* Problem to work on: Format the lines below as a numbered list, skipping blank lines and leaving out the pictures.

## START Exercise material

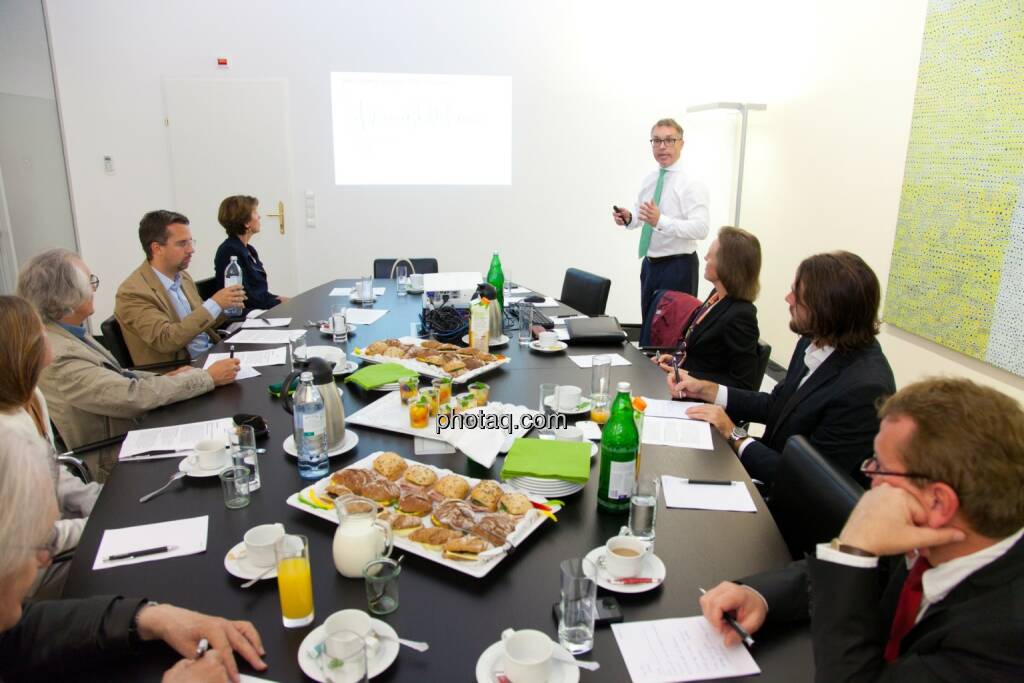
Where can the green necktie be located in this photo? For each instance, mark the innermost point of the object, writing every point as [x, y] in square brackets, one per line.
[647, 229]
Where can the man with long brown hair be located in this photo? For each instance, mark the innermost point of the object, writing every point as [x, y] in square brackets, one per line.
[836, 377]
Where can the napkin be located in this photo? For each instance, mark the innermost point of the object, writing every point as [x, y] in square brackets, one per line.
[370, 377]
[567, 461]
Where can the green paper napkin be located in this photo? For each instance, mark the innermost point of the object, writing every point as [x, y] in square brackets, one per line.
[548, 459]
[371, 377]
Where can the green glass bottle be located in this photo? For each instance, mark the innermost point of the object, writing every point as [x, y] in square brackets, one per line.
[496, 278]
[620, 444]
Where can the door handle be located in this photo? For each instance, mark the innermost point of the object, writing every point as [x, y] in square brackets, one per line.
[280, 216]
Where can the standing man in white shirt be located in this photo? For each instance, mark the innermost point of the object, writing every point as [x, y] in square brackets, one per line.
[672, 213]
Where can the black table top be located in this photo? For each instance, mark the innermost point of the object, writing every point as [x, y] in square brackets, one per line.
[459, 615]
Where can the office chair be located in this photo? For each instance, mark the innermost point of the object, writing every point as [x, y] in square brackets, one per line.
[585, 292]
[811, 499]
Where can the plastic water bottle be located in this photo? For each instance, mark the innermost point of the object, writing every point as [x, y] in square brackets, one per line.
[310, 429]
[232, 275]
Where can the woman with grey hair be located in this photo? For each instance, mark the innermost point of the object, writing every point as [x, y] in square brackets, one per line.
[47, 639]
[91, 397]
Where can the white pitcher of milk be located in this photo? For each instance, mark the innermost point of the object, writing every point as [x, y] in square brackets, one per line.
[360, 538]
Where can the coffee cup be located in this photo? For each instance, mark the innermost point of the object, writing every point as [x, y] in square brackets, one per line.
[567, 397]
[210, 454]
[355, 621]
[624, 556]
[260, 542]
[527, 655]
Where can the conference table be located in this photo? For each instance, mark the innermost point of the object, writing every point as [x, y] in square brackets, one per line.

## END Exercise material

* Written answer:
1. Where can the green necktie be located in this photo? For each instance, mark the innermost point of the object, writing every point as [x, y] in square brackets, one per line.
2. [647, 229]
3. Where can the man with long brown hair be located in this photo? For each instance, mark the innermost point of the object, writing every point as [x, y] in square brackets, one per line.
4. [836, 377]
5. Where can the napkin be located in this photo? For each instance, mark the innermost point of the object, writing every point as [x, y] in square brackets, one per line.
6. [370, 377]
7. [567, 461]
8. Where can the green paper napkin be located in this photo? For each instance, mark the innermost point of the object, writing every point as [x, y] in square brackets, one per line.
9. [548, 459]
10. [371, 377]
11. Where can the green glass bottle be located in this photo? For each instance, mark the innermost point of the object, writing every point as [x, y] in square brackets, one per line.
12. [496, 278]
13. [620, 444]
14. Where can the door handle be located in this photo? For each instance, mark the innermost point of the object, writing every point as [x, y] in square brackets, one per line.
15. [280, 216]
16. Where can the standing man in white shirt be located in this photo? For each instance, mark the innermost point of the object, writing every point as [x, y] in square brackets, one per line.
17. [672, 213]
18. Where can the black table top be located in this photo? For each instance, mark the innermost point of the object, writing every point as [x, y] in square brackets, one per line.
19. [459, 615]
20. Where can the office chair be located in this photo? For each instance, mark the innermost point of the object, writing every point as [x, y] in square brackets, one per line.
21. [585, 292]
22. [811, 499]
23. Where can the plastic water bottle be located in this photo? For each instance, mark the innermost point of the object, writing every point as [x, y] in square brackets, one per line.
24. [310, 429]
25. [232, 275]
26. Where can the woman with grey hair be located in this photo? For each instance, mark the innermost point of the object, writing every point as [x, y] in square brackets, one per line.
27. [47, 639]
28. [91, 397]
29. Where can the white pitcher of milk be located in this photo? For each instance, mark the innermost point of the object, writing every point as [x, y] in square brackets, one per line.
30. [360, 538]
31. Where can the coffee cup be located in this photo? For each instance, mark the innermost point of the object, writing every point as [x, y] in square brackets, one per line.
32. [567, 397]
33. [210, 454]
34. [355, 621]
35. [624, 556]
36. [260, 542]
37. [527, 655]
38. Where can the conference table be located in this photo? For each instance, mark the innermost point of the object, writing every point as [x, y] in square brackets, one per line.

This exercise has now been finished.